─── Exercise materials ───
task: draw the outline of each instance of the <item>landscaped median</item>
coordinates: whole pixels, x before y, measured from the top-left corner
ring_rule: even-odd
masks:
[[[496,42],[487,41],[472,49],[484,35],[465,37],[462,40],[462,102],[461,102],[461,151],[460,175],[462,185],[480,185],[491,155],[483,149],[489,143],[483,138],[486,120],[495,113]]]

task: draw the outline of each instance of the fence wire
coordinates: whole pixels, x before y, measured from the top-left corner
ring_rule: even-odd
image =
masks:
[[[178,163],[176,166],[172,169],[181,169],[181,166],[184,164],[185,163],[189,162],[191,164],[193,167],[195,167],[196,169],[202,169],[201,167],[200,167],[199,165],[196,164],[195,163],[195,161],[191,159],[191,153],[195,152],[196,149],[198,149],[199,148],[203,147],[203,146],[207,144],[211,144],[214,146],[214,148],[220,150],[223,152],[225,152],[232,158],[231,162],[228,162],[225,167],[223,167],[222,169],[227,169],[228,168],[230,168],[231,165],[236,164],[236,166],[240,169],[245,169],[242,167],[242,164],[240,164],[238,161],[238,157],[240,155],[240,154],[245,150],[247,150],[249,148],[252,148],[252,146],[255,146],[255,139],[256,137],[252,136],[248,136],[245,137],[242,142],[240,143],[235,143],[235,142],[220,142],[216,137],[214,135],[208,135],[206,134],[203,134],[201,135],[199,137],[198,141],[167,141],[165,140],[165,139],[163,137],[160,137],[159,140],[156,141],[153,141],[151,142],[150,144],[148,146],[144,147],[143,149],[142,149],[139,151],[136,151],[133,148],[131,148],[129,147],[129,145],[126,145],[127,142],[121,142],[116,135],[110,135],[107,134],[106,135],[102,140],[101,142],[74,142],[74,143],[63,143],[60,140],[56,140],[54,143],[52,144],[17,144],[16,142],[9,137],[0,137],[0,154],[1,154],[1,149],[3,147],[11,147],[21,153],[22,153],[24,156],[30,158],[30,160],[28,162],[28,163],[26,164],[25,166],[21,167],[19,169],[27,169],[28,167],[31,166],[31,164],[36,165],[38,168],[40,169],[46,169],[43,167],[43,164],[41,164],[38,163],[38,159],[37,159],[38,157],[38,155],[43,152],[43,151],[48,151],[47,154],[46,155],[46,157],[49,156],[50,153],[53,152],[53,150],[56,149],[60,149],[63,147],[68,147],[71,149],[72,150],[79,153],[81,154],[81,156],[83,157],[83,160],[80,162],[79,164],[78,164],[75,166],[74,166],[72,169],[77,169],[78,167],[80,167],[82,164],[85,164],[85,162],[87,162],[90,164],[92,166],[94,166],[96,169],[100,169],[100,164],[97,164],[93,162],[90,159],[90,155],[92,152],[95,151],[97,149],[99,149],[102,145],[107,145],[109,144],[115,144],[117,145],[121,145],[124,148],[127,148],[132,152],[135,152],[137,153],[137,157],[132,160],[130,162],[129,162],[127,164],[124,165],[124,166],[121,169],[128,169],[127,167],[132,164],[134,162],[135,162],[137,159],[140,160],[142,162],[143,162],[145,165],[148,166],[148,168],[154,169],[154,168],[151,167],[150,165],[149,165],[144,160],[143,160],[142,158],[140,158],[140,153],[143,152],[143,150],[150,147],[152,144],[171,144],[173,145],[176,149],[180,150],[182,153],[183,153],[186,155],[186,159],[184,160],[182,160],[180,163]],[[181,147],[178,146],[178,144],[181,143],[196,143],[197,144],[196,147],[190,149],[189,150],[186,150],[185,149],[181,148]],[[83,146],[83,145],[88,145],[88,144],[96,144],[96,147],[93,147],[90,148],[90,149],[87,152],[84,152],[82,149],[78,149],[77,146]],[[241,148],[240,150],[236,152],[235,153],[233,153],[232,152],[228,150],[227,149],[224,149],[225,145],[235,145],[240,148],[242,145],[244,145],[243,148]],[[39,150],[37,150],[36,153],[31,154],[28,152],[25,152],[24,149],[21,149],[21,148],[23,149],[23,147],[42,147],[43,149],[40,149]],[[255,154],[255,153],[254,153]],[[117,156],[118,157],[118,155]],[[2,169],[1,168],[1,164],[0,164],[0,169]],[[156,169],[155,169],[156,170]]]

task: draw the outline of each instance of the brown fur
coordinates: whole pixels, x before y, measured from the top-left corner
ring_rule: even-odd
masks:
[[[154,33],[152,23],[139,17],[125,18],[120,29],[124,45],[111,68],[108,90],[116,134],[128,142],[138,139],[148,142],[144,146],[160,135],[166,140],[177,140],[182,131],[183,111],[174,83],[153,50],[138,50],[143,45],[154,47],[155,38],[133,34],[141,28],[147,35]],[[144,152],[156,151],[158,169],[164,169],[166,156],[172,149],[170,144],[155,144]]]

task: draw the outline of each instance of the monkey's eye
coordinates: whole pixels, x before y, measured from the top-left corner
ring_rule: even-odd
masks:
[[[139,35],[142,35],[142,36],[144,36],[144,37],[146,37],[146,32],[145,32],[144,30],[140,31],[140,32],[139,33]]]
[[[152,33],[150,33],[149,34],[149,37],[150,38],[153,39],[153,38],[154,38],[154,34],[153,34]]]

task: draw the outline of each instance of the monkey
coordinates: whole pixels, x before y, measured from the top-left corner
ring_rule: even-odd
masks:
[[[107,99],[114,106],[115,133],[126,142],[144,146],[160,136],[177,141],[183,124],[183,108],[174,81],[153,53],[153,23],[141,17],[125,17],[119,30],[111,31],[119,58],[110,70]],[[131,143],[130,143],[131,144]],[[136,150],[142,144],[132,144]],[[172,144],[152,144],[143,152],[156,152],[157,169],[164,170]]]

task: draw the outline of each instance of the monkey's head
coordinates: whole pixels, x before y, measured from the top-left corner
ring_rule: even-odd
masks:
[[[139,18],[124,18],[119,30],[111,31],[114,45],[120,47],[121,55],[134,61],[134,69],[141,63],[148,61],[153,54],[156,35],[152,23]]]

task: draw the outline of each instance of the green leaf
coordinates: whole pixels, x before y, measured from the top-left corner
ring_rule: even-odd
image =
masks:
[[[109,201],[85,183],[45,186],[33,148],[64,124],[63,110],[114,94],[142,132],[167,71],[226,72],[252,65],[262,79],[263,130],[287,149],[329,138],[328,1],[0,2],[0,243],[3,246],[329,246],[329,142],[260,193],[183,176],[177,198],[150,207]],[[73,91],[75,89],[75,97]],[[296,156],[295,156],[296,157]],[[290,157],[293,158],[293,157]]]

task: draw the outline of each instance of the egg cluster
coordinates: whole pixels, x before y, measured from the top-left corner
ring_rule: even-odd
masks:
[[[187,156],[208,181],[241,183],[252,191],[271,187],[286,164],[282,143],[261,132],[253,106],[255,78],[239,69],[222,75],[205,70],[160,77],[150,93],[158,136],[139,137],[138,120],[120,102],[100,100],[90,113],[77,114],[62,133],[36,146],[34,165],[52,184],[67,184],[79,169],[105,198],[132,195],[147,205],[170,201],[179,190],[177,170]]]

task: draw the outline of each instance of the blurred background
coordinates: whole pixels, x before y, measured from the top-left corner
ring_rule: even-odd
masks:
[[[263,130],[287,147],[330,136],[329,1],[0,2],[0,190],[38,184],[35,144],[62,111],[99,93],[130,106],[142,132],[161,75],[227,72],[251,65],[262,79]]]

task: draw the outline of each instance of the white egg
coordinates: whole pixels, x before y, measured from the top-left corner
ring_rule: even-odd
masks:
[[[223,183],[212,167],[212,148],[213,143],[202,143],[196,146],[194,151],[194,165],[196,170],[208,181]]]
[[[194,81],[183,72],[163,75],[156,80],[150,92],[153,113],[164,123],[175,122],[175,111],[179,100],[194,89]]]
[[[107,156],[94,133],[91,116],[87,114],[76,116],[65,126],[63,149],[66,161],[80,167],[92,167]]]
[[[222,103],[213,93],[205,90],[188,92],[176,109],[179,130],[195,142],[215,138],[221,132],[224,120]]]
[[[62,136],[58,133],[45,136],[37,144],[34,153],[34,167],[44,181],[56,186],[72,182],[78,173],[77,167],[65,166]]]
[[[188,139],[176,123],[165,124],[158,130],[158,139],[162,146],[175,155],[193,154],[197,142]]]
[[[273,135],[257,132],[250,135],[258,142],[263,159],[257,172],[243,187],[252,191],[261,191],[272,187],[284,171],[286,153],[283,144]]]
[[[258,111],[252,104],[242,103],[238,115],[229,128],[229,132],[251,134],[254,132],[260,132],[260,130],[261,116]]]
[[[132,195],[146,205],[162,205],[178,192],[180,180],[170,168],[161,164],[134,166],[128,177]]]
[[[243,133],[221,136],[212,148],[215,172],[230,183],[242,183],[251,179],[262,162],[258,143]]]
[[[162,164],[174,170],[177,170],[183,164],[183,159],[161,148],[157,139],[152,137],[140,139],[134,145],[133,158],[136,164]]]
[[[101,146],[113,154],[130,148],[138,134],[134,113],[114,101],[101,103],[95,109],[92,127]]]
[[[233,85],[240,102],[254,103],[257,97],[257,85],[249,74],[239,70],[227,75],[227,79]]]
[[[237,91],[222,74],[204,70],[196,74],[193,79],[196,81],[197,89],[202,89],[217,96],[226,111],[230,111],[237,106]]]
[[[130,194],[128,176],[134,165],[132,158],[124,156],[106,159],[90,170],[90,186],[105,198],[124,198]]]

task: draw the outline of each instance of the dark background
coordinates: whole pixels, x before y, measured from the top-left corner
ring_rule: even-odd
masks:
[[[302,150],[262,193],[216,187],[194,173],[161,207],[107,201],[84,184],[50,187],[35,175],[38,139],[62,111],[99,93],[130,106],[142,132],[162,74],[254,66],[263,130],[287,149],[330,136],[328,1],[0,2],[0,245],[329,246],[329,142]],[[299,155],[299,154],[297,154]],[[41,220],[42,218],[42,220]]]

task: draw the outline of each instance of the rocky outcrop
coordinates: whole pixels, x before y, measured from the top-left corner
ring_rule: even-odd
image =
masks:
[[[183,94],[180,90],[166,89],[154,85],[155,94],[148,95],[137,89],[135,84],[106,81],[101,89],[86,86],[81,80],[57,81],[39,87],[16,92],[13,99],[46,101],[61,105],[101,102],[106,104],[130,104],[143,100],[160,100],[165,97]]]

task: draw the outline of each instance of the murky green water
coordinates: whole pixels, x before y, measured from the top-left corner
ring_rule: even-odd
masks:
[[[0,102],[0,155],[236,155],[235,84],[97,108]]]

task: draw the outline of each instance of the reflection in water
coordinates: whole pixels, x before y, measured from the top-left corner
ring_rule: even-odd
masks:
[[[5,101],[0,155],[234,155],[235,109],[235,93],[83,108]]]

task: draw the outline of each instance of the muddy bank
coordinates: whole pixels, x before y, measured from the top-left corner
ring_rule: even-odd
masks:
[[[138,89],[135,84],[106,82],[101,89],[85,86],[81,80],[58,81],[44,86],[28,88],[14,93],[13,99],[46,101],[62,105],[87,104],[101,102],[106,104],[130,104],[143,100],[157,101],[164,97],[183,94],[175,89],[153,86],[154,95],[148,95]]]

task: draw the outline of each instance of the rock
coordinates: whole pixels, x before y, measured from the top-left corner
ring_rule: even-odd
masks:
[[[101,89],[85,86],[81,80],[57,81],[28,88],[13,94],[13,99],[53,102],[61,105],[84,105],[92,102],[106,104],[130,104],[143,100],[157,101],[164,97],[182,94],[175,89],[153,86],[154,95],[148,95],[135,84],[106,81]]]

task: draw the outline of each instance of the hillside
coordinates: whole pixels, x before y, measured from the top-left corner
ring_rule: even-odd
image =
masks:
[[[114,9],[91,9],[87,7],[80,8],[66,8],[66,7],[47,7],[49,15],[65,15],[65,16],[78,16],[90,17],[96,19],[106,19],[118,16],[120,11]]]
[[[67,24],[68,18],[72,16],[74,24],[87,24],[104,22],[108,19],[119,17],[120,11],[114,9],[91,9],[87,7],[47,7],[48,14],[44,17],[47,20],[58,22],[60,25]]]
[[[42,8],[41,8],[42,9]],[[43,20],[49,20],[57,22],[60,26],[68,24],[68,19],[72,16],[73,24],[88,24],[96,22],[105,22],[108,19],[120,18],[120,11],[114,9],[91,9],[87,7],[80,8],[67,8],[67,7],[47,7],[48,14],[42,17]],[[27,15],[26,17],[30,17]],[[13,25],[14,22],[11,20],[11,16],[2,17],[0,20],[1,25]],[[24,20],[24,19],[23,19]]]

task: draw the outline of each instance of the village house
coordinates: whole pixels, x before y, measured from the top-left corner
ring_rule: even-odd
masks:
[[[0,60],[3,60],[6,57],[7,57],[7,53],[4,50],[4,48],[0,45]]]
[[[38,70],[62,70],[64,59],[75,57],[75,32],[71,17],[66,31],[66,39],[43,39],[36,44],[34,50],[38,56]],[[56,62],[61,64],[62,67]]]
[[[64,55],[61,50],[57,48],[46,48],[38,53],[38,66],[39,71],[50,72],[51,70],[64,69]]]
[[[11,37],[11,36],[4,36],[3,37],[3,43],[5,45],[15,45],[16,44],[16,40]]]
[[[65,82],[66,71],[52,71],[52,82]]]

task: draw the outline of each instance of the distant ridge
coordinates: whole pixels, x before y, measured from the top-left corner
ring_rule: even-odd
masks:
───
#### Instructions to follow
Reproduce, character for character, the portion of the records that opens with the line containing "task: draw the outline of each instance of the distant" and closes at the end of the records, including both ends.

#### Solution for this task
task: draw the outline of each instance of the distant ridge
coordinates: whole pixels, x before y, measured from the top-left corner
ring_rule: even-odd
masks:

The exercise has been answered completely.